> [Task to complete]: State how many lines of the material contain the string "chihuahua", treating uppercase and lowercase as distinct.

Stored items
---
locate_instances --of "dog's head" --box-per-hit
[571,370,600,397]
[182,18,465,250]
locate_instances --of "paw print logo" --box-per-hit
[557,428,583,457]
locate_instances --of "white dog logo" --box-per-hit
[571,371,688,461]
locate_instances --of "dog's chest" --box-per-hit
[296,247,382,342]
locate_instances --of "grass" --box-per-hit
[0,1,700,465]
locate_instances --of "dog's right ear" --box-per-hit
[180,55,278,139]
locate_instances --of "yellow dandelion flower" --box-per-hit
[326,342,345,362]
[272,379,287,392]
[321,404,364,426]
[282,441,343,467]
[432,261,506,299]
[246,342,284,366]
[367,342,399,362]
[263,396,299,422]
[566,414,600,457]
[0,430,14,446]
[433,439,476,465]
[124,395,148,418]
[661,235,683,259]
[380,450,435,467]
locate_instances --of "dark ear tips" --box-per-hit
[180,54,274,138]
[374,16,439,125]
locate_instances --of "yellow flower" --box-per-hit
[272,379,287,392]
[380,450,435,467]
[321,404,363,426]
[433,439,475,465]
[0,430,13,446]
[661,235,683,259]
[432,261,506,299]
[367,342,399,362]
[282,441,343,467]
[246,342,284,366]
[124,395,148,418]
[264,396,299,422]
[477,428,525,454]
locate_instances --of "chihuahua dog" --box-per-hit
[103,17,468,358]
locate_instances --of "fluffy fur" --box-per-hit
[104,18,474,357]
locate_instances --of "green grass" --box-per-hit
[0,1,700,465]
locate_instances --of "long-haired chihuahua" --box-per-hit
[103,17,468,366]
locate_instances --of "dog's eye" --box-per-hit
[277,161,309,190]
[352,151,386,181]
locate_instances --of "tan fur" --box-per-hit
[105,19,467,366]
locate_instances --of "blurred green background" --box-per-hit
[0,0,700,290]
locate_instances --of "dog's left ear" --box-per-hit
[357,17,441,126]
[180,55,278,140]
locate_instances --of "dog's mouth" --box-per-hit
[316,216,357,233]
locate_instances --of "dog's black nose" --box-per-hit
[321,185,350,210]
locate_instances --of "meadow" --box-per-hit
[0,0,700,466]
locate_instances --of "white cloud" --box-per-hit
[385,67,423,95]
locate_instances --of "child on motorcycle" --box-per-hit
---
> [Final answer]: 2